#### Problem requirements
Extend the report below on travel volumes at Canada–U.S. border crossings, picking up after its last sentence.

::: Document excerpt :::

How did travel volumes at major Canada–U.S. crossings change month‑by‑month from 2024 through January 2026?
Executive summary
Major Canada–U.S. crossings moved from a clear recovery in 2024 toward a sharp pullback in 2025 and into January 2026, with pedestrian and personal-vehicle travel climbing through 2024 from pandemic lows while 2025 saw large year‑over‑year declines in cross‑border vehicle trips reported by Statistics Canada; truck trade volumes were more stable but showed modest monthly and year‑over‑year decreases in late 2024–2025 according to U.S. Bureau of Transportation Statistics releases [1] [2] [3] [4].
1. Recovery through 2024: rising pedestrians and personal vehicles but still below 2019
Across ports in 2024 the dominant story was rebound: pedestrian and personal‑vehicle crossings rose steadily from pandemic troughs, with BTS reporting pedestrians increasing 23.6% in 2024 at the top five northern ports and personal‑vehicle counts up in regional digests such as IMTC’s 2024 Data Digest, even as volumes remained below pre‑pandemic 2019 levels [1] [2].
2. Trucks: backbone of trade, but modest month‑to‑month declines appeared
Commercial truck crossings continued to carry the bulk of bilateral trade in 2024 and into 2025, and while total truck volumes held up relative to passenger modes, BTS releases show small year‑over‑year decreases in some months and ports — for example BTS noted a 0.5% decrease in trucks at the top five northern ports in 2024 and an October 2025 monthly release reported a 7.3% drop in trucks entering the U.S. from Canada in October 2025 versus October 2024 — indicating month‑by‑month softness concentrated late in 2024 and into 2025 [1] [4].

::: Material supplied :::

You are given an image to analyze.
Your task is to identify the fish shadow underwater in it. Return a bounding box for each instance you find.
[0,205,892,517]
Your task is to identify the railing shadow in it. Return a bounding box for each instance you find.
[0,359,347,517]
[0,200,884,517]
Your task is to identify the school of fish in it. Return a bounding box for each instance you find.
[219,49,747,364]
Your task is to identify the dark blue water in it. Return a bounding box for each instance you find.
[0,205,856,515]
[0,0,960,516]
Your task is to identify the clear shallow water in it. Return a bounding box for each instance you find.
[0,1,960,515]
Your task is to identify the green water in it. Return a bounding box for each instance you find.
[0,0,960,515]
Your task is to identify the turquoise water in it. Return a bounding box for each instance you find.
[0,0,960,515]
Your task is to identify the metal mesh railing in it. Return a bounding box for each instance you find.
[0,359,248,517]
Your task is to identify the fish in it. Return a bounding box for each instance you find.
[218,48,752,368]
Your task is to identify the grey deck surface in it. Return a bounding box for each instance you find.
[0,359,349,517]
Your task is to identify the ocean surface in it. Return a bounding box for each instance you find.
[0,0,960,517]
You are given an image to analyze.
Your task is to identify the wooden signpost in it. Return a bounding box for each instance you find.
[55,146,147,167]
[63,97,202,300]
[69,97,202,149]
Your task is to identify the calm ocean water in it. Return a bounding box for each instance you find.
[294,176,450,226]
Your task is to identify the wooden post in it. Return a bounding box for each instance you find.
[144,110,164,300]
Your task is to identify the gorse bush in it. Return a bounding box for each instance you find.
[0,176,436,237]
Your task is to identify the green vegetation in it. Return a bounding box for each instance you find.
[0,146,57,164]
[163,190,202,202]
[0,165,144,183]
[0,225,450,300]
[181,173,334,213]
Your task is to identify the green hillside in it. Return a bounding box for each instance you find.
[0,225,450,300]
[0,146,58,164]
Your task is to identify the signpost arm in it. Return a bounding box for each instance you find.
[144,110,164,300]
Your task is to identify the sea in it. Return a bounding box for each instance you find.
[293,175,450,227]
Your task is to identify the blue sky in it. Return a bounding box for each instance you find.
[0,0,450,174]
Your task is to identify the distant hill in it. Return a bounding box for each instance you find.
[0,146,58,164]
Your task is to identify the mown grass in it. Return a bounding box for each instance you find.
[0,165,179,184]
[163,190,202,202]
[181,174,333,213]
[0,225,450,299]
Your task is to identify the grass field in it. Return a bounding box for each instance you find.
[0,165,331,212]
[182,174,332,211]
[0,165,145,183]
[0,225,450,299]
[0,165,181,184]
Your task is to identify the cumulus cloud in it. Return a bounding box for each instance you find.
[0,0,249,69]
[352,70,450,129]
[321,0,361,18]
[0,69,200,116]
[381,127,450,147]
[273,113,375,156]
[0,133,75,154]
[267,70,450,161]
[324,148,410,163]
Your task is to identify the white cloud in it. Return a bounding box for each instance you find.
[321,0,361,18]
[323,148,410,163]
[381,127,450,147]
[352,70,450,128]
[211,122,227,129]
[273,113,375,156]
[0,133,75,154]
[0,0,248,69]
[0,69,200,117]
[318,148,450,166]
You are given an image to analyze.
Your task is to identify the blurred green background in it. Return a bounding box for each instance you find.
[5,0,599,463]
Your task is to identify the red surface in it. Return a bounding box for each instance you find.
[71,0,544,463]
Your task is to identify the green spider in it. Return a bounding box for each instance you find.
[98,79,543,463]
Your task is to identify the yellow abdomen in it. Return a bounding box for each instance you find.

:::

#### Result for this task
3. 2025: a pronounced fall in Canadian vehicle travel to the United States
Statistics Canada and Canadian reporting documented a pronounced reversal in 2025 — national data show roughly 30.9% fewer Canadian automobiles visited the United States in 2025 compared with 2024, a decline echoed in media reporting that attributes the fall to a mix of exchange rates, higher prices, and shifting discretionary travel patterns though precise causal decomposition is not provided in the cited sources [3] [5].
4. Regional variations and snapshots: some crossings held steadier than national totals
Not all ports moved in lockstep: Windsor‑Detroit crossings reported a milder year‑to‑year change — about a 4.5% decline comparing 2025 to 2024 at that corridor per local operators — demonstrating that national aggregates mask port‑level month‑by‑month heterogeneity driven by local business patterns, commerce mix, and infrastructure works referenced by CBSA and regional digests [3] [2] [6].
5. Data availability, limits, and where to get month‑by‑month series
Comprehensive month‑by‑month traveller volumes exist in official datasets — BTS’s Border Crossing/Entry Data and Canada Border Services Agency’s monthly “Traveller Volumes by Port of Entry and month” dataset provide the raw monthly series by mode and port — but the reporting summaries consulted here do not include the full month‑by‑month tables for every port from January 2024 through January 2026, so a definitive month‑by‑month numeric map requires querying those open datasets directly [7] [8] [9].
6. Bottom line and recommended next step for exact month‑by‑month figures
In short, the narrative is: recovery in 2024 (especially pedestrians and personal vehicles, still below 2019), then a broad and significant drop in vehicle travel in 2025 with trucks showing smaller declines or stability; to produce a precise month‑by‑month chronology from January 2024 through January 2026 for specific major ports, the BTS Border Crossing Entry Data and the CBSA monthly traveller dataset are the primary sources to extract month‑level counts by mode and port [1] [8] [7].